Render all of the data below as a numbered list, leaving out any blank lines.

————————

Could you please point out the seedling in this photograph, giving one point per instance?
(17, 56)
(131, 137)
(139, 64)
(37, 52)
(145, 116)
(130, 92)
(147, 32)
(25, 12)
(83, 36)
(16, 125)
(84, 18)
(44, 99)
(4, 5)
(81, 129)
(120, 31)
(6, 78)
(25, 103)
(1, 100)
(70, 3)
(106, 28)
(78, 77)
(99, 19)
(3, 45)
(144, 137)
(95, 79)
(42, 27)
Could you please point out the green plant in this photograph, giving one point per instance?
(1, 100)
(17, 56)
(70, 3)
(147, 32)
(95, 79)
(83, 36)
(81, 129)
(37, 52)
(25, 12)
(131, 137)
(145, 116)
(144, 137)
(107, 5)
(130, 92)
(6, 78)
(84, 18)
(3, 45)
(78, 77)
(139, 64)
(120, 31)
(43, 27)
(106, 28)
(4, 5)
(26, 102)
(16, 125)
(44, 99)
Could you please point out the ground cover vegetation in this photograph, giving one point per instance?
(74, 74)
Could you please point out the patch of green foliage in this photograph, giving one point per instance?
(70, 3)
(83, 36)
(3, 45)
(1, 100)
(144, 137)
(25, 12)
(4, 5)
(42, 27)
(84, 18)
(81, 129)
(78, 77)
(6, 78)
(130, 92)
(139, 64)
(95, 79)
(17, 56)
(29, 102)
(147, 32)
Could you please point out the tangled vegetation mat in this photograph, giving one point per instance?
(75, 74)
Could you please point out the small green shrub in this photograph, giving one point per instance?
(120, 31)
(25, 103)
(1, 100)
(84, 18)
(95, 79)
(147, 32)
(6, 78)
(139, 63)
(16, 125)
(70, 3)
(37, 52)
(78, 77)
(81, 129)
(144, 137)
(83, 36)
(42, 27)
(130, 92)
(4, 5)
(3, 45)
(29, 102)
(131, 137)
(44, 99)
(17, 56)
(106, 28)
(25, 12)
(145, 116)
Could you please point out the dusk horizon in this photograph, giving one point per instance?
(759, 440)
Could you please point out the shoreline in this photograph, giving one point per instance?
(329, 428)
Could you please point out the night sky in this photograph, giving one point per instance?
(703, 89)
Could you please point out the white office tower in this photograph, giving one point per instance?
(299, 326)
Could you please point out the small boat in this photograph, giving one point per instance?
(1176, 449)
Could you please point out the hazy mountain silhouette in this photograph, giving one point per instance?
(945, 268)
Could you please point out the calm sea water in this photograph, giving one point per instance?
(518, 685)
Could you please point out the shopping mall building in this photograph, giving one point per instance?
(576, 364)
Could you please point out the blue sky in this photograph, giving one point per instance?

————————

WRITTEN SOLUTION:
1. Could you please point out the seedling in this photograph, giving one point per instance?
2. (17, 56)
3. (131, 137)
4. (139, 64)
5. (37, 52)
6. (145, 116)
7. (130, 92)
8. (147, 32)
9. (25, 12)
10. (83, 36)
11. (16, 125)
12. (84, 18)
13. (44, 99)
14. (4, 5)
15. (81, 129)
16. (120, 31)
17. (6, 78)
18. (25, 103)
19. (1, 100)
20. (70, 3)
21. (106, 28)
22. (78, 77)
23. (99, 19)
24. (3, 45)
25. (144, 137)
26. (95, 79)
27. (42, 27)
28. Could you please point out the green plant in this photograph, giving one point per instance?
29. (1, 100)
30. (17, 56)
31. (70, 3)
32. (147, 32)
33. (95, 79)
34. (83, 36)
35. (81, 129)
36. (37, 52)
37. (25, 12)
38. (131, 137)
39. (145, 116)
40. (144, 137)
41. (107, 5)
42. (130, 92)
43. (6, 78)
44. (84, 18)
45. (3, 45)
46. (78, 77)
47. (139, 64)
48. (120, 31)
49. (43, 27)
50. (106, 28)
51. (4, 5)
52. (26, 102)
53. (16, 125)
54. (44, 99)
55. Could you please point out the ground cover vegetation in this photograph, giving one point per instance?
56. (74, 74)
57. Could you please point out the patch of green foliage in this photograph, giving one point per instance?
58. (70, 3)
59. (83, 36)
60. (3, 45)
61. (1, 100)
62. (144, 137)
63. (25, 12)
64. (4, 5)
65. (42, 27)
66. (84, 18)
67. (81, 129)
68. (78, 77)
69. (6, 78)
70. (130, 92)
71. (139, 64)
72. (95, 79)
73. (17, 56)
74. (29, 102)
75. (147, 32)
76. Could you please point out the tangled vegetation mat in this photograph, giving one point per instance?
77. (75, 74)
78. Could you please point out the small green shrub in this photograph, giving one point per instance?
79. (120, 31)
80. (25, 103)
81. (1, 100)
82. (84, 18)
83. (95, 79)
84. (147, 32)
85. (6, 78)
86. (139, 63)
87. (16, 125)
88. (70, 3)
89. (37, 52)
90. (78, 77)
91. (81, 129)
92. (144, 137)
93. (83, 36)
94. (42, 27)
95. (130, 92)
96. (4, 5)
97. (3, 45)
98. (29, 102)
99. (131, 137)
100. (44, 99)
101. (17, 56)
102. (106, 28)
103. (25, 12)
104. (145, 116)
105. Could you please point out the dusk horizon in this photograph, giving one point per instance?
106. (759, 440)
107. Could you please point out the shoreline in this photograph, giving one point per instance?
108. (329, 428)
109. Could you please point out the night sky in this photograph, giving one point per instance?
110. (703, 89)
111. Could you please point out the white office tower in this photograph, giving one point per instance?
112. (299, 326)
113. Could you please point out the small boat in this photograph, giving one point per instance?
114. (1176, 449)
115. Could you please point out the hazy mountain silhouette in this photograph, giving one point per instance?
116. (945, 268)
117. Could you please point out the calm sea water in this photograph, giving one point per instance?
118. (518, 685)
119. Could you please point out the shopping mall building in this photograph, giving one point per instance?
120. (576, 364)
121. Could you please point out the blue sky in this photograph, giving one point per instance?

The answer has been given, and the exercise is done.